--- BEGIN Document passage ---

Tuesday, January 29, 2008 11:09 PM

sdd presentation on comin thurs!!
damn nervous...
i gotta do my best,present my best..
wish me best of luck>.<
because i always get tense up during presentation
tis project will back me up if i fail my test 2..
so i gotta do well!i need to...
went to do fyp today
at mac damn funny,
veri long story but i shall jus say the main one here
haha
because ling,lingling n me needed to charge our laptops
n lingling wanted to charge her phone also because goin no batt..
plus the kap mac oni has one damn pathetic power point..
so ling n lingling actually went to cold storage to buy a multi purpose cable
those big big type
Lol
power la..haha
the manager was laughin at us-.-
so finally done with our fyp report
only now waitin for my supervisor to get back to us
but problem is he is on leave till 30th
n the final date for submission of the report is 1st of feb>.<
oh~i am missing dear already...
he is nt online nw
he went over nat hse to stay till thurs
think he nw shd be studyin hard real for his examz..
got three continous paper>.<
pray tht he will do well..
erm..fri i hv one test paper
i hvn't started studyin
n i dunnO a thing bacause i wasn't payin attention in class
and nx mon is sdd test 2
arrrh....
i hv a great feelin..
i may flang..bUt i CAN'T
can't afford to..
JIA YOU JIA YOU!
one more week of sch left..
two more tutorial left to do>.<
then exam wk..
two papers
hOpe it faster pass..
CNY is coming!!

Monday, January 28, 2008 12:10 AM

n sOmetimes i wish they don't ask=X


test at canteen!!!
Saturday, January 26, 2008 10:47 PM

fri UTM lecture
lecturer:"class,this is the details for ur test 2."
flashes the projection...

everyone
-.-
-.0
o.o
o.O
O.O
venue:canteen 3!!!
one person:cher, u got typin error ar?
another:cher,u serious ar?
lecturer(loOks serious):do i loOk like i m jokin?
"let u all try something new ma,hv test in the canteen.."
anOther student:"wow..serious ar?"
lecturer:"u all better go ealry reserve table ar..one person one table"
LOL

Friday, January 25, 2008 10:12 PM

right nw i urge to any of the below..
-play archade!!!
-ice-skating!!!
-cycling!!
-running!!
-kick or punch any punching bags..
or maybe jus do any sport ba..
anything that can relieve my sorrows n sian-ness..
becomin brOke sOon..
hvn't been workin due to lotz of projectz n assignmentz
n been spendin lotz of money on food
becUz lately mama nv coOk
somehw i hv become sick of eating..
siAnz ba..
i missed n crave veri much for home-coOk foOd
because nOthing taste better than tht..
mayann mayann..
time to eat less n maybe save some spare money..
today..
meet dear for lunch..
but end up..
i cried like a baby in dear's arms..
dunno why the tears came rolling dwn
couldn't control it..
i wanted to hide the sorrow tht was in my eyes..
but somehw i couldn't..
i wanted to tell him what's on my mind..
bUt somehw even opening my mouth become so hard..
den while eatin
there was an long awkward of silence
but in end..
bursting in tears
n managed to tell him..
n in his arms..
is where i can find comfort..
=)
and after my sch
i had a sudden urge to cut my hair
so i went clementi cut hair>.<
den after which
dear meet me go je play archade...

--- END Document passage ---

◆ Problem set ◆
[1] According to the blog posts, where will test 2 be held?
[2] Decide whether each statement agrees with the blog posts. Answer yes or no, and quote the deciding words. (a) The supervisor is on leave until the 30th. (b) The writer has already started studying for the Friday test. (c) Ling and lingling went to cold storage to buy a multi purpose cable.
The material that comes after the blog posts isn't needed for anything here.

--- BEGIN Information provided ---

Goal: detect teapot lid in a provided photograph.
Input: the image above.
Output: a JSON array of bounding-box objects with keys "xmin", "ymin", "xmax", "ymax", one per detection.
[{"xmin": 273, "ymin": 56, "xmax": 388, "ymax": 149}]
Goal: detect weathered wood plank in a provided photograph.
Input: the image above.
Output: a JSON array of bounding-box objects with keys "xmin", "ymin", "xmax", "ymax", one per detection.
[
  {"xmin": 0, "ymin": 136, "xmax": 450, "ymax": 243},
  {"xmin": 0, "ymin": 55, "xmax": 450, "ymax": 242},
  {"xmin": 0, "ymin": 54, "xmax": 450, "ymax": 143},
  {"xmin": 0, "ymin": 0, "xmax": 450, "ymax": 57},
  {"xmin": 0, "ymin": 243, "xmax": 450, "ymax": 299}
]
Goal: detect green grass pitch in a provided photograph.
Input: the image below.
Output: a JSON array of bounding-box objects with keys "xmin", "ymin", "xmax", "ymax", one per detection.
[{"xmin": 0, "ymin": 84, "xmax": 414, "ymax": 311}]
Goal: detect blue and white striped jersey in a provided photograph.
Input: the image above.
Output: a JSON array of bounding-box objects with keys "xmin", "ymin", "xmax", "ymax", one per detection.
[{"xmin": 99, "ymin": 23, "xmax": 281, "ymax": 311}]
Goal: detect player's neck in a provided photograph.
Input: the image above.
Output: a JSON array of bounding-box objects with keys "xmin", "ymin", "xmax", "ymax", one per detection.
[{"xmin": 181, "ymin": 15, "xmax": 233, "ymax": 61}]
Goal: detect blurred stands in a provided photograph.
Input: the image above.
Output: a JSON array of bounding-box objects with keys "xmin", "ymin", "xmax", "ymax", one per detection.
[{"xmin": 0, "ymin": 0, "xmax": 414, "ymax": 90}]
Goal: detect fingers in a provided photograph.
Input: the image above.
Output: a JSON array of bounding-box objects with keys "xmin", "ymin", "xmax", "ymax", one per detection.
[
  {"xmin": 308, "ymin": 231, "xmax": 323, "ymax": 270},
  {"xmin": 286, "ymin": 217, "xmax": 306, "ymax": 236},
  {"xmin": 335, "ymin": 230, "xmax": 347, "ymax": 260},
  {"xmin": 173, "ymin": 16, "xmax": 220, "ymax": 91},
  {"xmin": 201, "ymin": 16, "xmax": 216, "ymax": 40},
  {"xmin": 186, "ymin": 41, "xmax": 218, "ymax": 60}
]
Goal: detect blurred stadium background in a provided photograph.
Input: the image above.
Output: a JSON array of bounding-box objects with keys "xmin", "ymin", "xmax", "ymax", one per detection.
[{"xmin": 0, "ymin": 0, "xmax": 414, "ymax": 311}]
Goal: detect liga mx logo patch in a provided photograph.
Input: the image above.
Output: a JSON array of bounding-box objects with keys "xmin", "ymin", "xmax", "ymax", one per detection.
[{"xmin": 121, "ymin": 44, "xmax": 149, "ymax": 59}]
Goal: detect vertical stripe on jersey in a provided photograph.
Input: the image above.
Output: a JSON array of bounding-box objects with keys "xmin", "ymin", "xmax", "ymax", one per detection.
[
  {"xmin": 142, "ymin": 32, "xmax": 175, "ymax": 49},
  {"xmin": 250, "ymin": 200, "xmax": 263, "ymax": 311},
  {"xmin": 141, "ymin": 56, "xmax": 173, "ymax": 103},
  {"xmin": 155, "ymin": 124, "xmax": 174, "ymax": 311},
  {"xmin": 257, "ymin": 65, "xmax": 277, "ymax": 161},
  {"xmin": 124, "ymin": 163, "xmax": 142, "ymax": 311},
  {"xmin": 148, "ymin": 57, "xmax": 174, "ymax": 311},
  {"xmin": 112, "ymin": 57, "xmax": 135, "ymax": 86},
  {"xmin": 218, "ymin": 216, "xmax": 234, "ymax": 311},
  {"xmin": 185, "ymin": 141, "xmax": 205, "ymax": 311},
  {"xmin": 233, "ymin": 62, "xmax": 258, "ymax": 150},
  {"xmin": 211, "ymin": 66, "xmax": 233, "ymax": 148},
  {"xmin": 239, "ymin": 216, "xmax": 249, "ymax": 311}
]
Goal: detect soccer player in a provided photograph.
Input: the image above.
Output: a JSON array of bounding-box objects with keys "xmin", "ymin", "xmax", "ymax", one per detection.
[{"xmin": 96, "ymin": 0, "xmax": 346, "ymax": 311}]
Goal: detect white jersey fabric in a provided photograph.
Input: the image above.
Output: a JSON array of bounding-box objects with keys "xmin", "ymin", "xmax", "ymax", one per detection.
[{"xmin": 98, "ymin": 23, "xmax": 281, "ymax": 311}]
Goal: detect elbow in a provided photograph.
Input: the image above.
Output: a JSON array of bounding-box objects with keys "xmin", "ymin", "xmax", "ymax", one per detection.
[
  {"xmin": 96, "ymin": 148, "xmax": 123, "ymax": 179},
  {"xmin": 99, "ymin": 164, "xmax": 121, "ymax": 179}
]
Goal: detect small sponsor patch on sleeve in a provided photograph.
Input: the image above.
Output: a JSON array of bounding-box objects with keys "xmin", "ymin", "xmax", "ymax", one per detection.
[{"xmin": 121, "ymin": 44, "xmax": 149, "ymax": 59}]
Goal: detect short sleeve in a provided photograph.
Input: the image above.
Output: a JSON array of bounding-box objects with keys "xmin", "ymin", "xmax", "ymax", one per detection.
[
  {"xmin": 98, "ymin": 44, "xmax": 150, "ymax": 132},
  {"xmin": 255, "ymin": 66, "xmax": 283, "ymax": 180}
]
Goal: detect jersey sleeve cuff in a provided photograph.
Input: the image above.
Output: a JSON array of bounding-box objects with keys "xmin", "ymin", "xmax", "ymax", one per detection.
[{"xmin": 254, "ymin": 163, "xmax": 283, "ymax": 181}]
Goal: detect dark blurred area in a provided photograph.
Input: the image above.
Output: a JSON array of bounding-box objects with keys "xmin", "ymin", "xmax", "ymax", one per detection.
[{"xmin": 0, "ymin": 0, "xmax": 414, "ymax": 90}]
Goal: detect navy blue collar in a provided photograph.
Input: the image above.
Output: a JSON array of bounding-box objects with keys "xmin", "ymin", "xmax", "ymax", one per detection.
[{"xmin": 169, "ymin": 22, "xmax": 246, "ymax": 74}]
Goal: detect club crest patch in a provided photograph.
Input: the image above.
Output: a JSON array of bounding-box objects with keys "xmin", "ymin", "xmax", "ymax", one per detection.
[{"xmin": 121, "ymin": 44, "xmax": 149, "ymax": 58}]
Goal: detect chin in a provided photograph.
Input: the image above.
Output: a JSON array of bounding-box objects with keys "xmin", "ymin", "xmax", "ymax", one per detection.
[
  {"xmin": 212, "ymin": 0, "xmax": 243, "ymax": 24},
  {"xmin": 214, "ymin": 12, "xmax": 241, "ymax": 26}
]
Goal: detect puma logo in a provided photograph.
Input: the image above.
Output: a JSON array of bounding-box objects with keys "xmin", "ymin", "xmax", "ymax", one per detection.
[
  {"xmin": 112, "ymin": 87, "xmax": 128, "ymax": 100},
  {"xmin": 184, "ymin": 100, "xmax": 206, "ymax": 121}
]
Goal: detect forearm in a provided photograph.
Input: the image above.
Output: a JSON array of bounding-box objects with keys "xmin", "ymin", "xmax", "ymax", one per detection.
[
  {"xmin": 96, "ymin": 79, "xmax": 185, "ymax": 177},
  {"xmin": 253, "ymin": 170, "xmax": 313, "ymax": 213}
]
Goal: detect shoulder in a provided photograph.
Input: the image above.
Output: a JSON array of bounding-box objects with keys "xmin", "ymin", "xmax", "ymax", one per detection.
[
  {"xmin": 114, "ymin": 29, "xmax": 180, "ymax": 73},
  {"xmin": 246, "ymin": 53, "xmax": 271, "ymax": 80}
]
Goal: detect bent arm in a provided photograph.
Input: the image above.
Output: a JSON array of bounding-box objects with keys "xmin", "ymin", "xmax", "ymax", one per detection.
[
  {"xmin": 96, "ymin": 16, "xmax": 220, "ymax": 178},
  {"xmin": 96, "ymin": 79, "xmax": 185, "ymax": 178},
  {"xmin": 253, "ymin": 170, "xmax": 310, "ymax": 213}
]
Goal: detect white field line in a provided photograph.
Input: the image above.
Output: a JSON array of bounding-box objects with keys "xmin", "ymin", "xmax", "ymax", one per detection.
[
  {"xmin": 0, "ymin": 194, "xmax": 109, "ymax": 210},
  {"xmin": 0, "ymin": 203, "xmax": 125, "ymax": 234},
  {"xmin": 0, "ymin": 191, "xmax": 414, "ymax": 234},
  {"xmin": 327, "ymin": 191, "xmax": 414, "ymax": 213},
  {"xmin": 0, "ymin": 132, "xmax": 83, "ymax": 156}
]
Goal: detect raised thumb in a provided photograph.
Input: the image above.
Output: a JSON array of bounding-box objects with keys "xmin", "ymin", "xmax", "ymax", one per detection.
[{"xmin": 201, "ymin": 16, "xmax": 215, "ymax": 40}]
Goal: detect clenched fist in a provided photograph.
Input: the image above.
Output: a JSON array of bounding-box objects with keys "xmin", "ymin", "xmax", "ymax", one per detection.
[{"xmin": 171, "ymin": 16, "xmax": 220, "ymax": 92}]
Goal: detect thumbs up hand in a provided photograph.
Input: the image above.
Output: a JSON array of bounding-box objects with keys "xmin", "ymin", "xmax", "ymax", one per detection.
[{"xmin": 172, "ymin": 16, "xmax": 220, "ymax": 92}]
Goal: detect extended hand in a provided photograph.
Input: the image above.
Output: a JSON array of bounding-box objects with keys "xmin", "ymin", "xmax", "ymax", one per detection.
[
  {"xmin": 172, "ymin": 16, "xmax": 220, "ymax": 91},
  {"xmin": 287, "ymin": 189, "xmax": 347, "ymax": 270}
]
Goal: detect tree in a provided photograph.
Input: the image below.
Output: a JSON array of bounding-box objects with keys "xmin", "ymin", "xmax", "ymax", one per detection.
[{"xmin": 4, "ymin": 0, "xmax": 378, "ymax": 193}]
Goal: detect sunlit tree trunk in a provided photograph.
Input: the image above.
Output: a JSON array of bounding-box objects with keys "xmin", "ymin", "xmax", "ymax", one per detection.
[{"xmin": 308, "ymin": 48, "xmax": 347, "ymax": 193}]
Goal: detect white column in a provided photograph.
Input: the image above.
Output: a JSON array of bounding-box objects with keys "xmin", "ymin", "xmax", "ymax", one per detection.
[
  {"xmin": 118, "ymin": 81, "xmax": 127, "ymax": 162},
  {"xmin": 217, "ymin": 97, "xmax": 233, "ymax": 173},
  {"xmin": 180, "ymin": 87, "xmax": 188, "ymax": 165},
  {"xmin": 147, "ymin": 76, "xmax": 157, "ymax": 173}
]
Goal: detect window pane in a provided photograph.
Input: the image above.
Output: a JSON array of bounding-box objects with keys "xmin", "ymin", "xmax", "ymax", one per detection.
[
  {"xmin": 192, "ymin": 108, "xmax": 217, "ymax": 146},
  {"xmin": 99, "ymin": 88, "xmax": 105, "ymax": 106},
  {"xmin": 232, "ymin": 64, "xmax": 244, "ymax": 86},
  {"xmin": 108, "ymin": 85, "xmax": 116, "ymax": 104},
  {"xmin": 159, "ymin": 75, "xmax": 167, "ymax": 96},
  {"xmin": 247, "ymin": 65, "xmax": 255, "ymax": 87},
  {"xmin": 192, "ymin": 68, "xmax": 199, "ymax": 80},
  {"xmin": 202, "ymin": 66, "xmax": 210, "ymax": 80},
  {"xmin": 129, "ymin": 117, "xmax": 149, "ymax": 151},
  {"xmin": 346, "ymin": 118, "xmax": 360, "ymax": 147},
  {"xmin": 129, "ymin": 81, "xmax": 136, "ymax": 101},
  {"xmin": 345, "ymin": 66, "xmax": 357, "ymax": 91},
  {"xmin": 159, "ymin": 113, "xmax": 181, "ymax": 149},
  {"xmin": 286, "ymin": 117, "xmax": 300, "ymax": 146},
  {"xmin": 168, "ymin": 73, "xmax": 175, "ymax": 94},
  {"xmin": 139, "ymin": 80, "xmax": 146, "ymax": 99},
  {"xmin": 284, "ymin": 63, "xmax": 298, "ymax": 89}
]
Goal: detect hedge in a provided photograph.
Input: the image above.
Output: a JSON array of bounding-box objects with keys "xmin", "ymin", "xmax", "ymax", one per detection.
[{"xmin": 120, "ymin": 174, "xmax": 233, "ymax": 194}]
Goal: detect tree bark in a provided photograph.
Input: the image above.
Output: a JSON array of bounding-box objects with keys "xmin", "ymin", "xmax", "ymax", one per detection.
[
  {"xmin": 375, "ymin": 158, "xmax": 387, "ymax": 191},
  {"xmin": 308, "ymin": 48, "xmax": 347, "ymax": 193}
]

--- END Information provided ---

◆ Results in order ◆
[1] Canteen 3.

[2]
(a) Yes: "he is on leave till 30th"
(b) No: "i hvn't started studyin"
(c) Yes: "went to cold storage to buy a multi purpose cable"